Stored data:

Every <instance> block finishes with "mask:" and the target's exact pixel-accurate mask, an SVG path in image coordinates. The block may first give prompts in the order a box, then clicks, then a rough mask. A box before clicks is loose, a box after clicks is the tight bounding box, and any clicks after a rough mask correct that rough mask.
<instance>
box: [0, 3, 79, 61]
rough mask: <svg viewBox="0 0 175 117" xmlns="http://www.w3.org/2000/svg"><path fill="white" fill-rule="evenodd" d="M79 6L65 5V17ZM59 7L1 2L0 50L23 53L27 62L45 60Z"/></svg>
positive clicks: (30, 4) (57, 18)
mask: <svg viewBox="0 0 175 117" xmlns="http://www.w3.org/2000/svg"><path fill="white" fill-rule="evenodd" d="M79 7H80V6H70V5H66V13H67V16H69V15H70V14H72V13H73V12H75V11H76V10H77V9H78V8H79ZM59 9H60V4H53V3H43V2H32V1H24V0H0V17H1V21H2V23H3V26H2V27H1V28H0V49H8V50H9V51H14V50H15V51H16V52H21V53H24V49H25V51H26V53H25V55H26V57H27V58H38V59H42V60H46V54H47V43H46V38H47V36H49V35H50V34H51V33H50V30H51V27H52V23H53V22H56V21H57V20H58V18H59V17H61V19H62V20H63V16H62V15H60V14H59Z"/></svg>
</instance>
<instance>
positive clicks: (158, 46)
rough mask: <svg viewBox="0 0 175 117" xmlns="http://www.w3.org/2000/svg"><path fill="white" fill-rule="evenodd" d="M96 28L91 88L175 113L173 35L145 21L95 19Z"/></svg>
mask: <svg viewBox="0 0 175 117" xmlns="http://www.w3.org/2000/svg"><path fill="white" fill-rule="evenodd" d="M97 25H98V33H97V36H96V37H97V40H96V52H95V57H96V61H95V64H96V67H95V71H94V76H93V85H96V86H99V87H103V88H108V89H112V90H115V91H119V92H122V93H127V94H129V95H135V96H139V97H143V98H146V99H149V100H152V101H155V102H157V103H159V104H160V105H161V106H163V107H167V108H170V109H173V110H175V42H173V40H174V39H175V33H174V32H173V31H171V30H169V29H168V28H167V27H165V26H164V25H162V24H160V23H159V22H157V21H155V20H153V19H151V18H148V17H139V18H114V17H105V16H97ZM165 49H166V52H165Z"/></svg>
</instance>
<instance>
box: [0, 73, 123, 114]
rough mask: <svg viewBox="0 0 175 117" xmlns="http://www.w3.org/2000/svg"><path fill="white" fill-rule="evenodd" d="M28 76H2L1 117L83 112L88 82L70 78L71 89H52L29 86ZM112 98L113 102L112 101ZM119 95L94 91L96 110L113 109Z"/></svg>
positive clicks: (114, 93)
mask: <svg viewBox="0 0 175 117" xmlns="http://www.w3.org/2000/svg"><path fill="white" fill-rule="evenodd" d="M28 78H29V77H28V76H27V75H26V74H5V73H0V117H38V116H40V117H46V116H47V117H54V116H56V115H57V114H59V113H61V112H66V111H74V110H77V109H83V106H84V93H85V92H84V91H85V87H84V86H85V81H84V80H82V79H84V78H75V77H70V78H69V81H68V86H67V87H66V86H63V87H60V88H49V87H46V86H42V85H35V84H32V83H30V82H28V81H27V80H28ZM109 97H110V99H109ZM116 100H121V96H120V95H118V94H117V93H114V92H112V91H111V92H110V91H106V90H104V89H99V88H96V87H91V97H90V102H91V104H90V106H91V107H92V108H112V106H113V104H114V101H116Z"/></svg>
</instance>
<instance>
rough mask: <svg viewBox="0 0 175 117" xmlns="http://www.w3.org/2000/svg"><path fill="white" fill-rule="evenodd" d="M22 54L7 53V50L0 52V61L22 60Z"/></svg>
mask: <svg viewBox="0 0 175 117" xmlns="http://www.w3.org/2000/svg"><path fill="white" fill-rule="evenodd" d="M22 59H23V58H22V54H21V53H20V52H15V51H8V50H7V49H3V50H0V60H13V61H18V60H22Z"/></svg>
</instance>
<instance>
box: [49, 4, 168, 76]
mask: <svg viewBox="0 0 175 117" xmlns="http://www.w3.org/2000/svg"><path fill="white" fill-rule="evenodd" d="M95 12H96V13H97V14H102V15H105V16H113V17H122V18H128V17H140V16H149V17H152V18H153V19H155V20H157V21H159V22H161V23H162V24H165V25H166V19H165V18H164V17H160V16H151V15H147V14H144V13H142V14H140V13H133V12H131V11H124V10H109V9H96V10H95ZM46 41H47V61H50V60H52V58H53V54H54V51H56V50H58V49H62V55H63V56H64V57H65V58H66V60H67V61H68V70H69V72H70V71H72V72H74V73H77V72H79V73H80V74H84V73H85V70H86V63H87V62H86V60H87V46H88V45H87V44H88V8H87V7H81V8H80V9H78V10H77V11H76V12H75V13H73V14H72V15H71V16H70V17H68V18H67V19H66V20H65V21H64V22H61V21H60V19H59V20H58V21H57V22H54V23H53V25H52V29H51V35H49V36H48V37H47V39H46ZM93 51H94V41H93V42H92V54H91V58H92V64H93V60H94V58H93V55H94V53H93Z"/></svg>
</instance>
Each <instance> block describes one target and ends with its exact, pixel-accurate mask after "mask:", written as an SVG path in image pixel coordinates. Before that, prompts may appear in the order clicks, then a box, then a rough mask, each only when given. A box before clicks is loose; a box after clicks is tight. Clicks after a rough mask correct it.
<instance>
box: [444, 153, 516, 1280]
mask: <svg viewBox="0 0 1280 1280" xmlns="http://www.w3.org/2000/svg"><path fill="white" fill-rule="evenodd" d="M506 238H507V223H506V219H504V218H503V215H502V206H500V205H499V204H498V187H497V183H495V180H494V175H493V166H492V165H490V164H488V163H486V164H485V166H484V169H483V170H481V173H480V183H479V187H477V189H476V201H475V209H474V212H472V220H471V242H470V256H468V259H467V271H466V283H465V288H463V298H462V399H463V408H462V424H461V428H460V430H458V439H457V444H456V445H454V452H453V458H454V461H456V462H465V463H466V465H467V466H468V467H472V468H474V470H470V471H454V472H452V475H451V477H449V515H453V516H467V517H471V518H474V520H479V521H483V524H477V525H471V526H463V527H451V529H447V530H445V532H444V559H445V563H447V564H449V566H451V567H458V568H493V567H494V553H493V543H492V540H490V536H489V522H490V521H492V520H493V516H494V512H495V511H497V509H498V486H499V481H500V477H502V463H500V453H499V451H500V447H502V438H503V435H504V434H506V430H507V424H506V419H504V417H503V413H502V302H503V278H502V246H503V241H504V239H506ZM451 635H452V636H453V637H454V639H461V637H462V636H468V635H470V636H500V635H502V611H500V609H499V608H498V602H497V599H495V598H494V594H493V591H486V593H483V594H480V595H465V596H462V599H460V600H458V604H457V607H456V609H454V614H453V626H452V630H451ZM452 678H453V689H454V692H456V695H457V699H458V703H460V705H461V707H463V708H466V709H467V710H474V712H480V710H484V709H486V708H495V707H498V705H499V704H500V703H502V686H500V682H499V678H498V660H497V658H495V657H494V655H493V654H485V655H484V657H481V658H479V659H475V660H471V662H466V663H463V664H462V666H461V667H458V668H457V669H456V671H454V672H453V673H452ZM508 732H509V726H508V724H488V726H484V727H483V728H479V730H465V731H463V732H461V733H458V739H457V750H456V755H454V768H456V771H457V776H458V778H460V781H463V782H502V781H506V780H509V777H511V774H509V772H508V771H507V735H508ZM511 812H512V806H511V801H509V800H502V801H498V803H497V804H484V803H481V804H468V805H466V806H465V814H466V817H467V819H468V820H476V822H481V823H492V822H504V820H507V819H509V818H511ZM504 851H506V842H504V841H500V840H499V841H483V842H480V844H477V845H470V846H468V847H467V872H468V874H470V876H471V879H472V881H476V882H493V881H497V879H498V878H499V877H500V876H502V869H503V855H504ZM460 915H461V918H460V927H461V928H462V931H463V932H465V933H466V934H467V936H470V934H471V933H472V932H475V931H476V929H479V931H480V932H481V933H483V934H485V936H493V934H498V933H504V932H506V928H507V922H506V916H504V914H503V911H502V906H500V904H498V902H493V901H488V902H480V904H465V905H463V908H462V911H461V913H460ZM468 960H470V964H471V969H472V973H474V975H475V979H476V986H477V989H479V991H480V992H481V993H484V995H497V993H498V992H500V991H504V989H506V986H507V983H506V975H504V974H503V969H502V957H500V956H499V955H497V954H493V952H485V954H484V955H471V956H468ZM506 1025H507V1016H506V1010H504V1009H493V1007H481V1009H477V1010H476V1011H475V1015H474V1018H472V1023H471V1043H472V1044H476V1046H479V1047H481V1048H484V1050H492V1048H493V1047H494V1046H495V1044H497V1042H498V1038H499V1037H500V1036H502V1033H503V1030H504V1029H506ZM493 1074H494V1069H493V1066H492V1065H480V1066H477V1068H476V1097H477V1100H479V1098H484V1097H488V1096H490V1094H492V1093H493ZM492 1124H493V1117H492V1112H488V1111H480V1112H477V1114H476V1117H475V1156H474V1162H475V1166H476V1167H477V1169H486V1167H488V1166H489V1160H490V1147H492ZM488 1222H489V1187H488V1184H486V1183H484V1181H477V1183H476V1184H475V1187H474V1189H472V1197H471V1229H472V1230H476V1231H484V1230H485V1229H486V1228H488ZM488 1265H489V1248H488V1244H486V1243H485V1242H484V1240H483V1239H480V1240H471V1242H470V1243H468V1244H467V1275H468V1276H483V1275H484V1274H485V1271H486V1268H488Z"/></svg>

### Problem details
Where the word "exact" shows up in a line of the entries above, copy that line.

### Result of the exercise
Every <instance> block finishes with "mask:" and the target's exact pixel-accurate mask, an SVG path in image coordinates. The block may first give prompts in the order a box, then clicks, then a rough mask. A box before clicks is loose, a box after clicks is the tight bounding box, and any clicks after a rough mask correct that rough mask.
Each <instance> block describes one target and ends with its exact, pixel-accurate mask after "mask:", written as an SVG path in image pixel coordinates. Before that, prompts may appear in the order clicks, then a box, then a rough mask, each only when given. A box before clicks is loose; a box after clicks is tight. Clicks after a rough mask correct it.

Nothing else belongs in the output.